Request a:
In the board of directors page, why is the chair required to meet with the secretary before meetings?

Board of Directors
Interested in taking on a leadership role with the KY Prevention Network? We are currently recruiting new board members. If you are interested, click the below link and complete the Board Application form.
Executive Committee
Chair - Sarah Paige Wood - Owen County Drug Free Communities Grant Project Coordinator
Vice Chair - Chris Sparks, CPS - Pennyroyal Center
Treasurer -Amy Jeffers, MA, CPS Prevention Director - Pathways RPC
Secretary - Melissa Newton - Division of Family Resource and Youth Services Centers
Members at Large
Cindy Kerns - Bath County FRYSC Coordinator
Katie Gross - New Vista
Stacy Usher - Wolfe Countians Against Drugs
Christi Jefferds - Northern KY Institute for Strategic Prevention
Marisa J. Hunter - Mountain Regional Prevention Center
Cynthia Bohon - Operation UNITE
Saylor Aylmer - Spencer County Public Schools - Drug Free Communities Director
Bruce Crouch - Kentucky Emergency Management
Special Advisor
Paula Brown - Department for Behavioral Health, Cabinet for Health and Family Services
By Laws
BY-LAWS
Kentucky Prevention Network, INC.
Hereinafter referred to as KPN
November 2, 2023
ARTICLE 1
Kentucky Prevention Network envisions a state that values prevention professionals and prevention science in order to create a healthier Kentucky. The Board of
Directors, hereinafter known as “The Board” shall consist of not less than 8 and not more than 15 members. A quorum is required to conduct official business. A quorum is defined as 50% plus 1 of the members of the Board.
ARTICLE II
Qualification and Duties of Executive Committee
Members of the Executive Committee shall be elected from among the Board of Directors. The Executive Committee is made up of a Chair, Vice Chair, Treasurer, and Secretary.
Section 1: Chair: The chair shall conduct all meetings; meet with the secretary prior to meetings to establish the agenda; assure a quorum is present before proceeding with meetings; call business in proper sequence and allow committees that have reports to give them; maintain proper steps in making, debating and voting on motions; adjourn the meeting; make decisions and recommendations of the corporation in all legal matters; be responsible for upholding by-laws and rules of the organization.
Section 2: Vice Chair: The Vice Chair shall have such duties as the Chair may prescribe or as the Chair may delegate. They shall temporarily act in place of the Chair in the event of the Chair’s absence or inability to act.

[Pointing and labeling entries]

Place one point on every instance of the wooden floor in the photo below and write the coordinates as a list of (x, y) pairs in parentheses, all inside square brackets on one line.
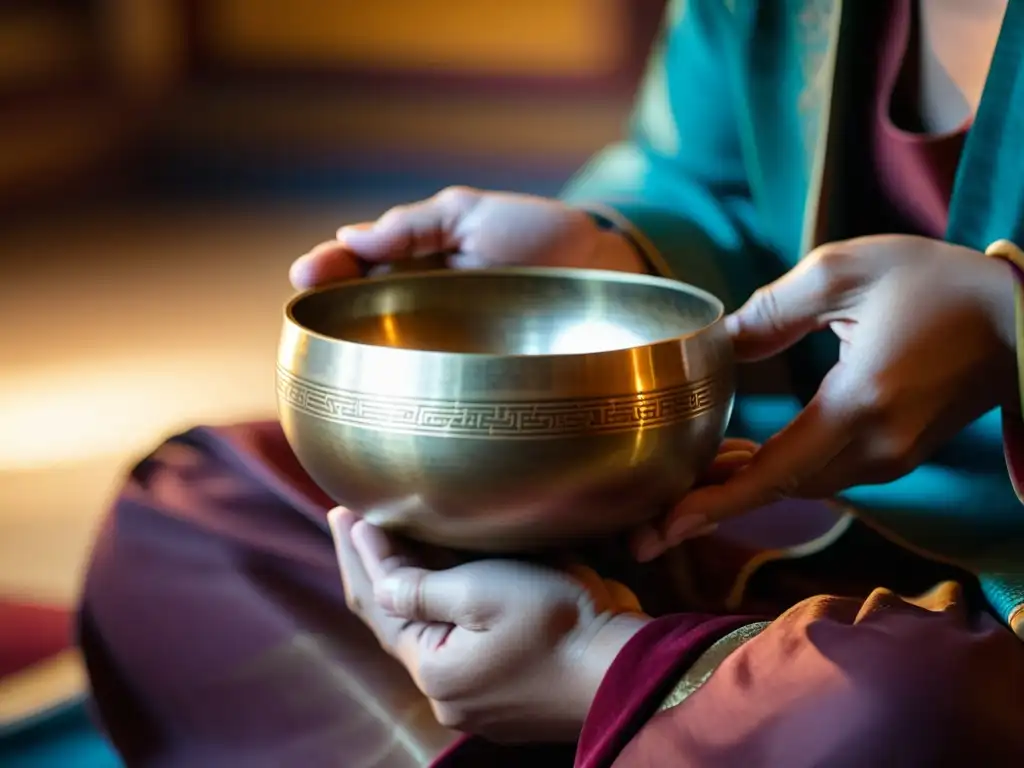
[(121, 326)]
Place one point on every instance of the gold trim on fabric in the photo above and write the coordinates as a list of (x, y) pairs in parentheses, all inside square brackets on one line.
[(735, 597), (1008, 251), (1016, 621), (710, 660)]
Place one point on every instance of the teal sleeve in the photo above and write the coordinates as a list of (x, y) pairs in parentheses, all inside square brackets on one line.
[(679, 181)]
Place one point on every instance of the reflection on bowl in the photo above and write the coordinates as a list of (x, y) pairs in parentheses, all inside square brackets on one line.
[(505, 409)]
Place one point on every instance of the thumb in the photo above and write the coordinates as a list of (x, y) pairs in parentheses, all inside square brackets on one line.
[(421, 595), (415, 230), (779, 314)]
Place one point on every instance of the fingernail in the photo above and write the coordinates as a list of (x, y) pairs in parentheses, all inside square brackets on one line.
[(706, 530), (386, 592), (648, 547), (337, 517), (687, 527), (297, 272), (348, 231)]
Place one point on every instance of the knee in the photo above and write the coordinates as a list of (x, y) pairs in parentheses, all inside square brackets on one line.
[(919, 690)]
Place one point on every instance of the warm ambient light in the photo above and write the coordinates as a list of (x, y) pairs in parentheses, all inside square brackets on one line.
[(89, 409)]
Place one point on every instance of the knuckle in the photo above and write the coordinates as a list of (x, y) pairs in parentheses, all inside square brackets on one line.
[(393, 214), (450, 717), (837, 270), (436, 684), (891, 456), (764, 304), (457, 197)]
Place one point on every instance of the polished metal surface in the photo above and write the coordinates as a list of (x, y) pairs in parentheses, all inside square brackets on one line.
[(505, 410)]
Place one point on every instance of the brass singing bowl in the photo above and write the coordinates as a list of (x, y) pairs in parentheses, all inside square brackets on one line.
[(505, 410)]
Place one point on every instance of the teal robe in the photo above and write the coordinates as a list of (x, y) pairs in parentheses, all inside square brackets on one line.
[(730, 176)]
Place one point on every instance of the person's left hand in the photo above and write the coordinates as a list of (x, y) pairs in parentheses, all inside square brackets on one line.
[(927, 345), (504, 649)]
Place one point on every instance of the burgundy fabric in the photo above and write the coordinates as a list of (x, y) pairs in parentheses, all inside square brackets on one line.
[(215, 633), (849, 683), (31, 633), (641, 677), (915, 170)]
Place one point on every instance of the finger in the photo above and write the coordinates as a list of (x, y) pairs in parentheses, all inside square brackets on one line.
[(624, 600), (779, 314), (420, 229), (784, 467), (358, 588), (379, 552), (357, 585), (594, 585), (724, 466), (733, 444), (443, 596), (328, 262)]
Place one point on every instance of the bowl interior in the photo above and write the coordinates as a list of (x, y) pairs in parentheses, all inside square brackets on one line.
[(507, 312)]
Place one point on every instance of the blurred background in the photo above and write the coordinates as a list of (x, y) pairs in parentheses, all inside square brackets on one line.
[(163, 161)]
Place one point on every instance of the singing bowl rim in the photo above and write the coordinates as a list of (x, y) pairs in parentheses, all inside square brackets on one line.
[(605, 275)]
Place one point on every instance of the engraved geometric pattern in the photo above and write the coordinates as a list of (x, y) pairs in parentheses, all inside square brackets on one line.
[(520, 419)]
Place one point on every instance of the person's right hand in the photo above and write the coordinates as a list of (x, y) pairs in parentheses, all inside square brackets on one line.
[(473, 229)]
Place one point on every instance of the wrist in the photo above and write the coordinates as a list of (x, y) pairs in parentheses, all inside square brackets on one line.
[(999, 291), (591, 657)]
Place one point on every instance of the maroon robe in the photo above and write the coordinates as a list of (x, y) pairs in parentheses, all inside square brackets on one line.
[(215, 633)]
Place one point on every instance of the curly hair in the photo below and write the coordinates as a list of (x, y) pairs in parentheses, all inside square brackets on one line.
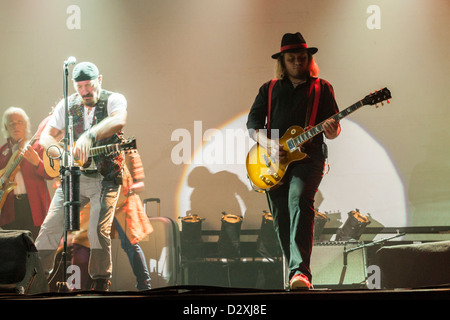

Request b:
In the records, begin at the line that has "Place one point on every instance of the gold" and stop after the line that has "[(505, 409)]". Rewrite those lines with "coordinates" switched to "positions", keeping everything else unchanged.

Answer a:
The chair meets with the secretary before meetings in order to establish the agenda.

Answer b:
Place one point on every instance of the gold trim on fabric in the photo above and write the positions as a list of (x, y) pairs in parentheses, all inside square brackets on one line.
[(735, 597), (1008, 251), (1016, 621), (710, 660)]
Place one point on every instance of the teal sleeve in the photo above and write the positions as a list of (x, y) pairs in parentheses, all inside square brackets on one line.
[(679, 181)]
Place one point on every instance of the reflection on bowl in the photo above and write the positions as a list of (x, y) pairs in parentheses, all inside square brackets on one line.
[(505, 409)]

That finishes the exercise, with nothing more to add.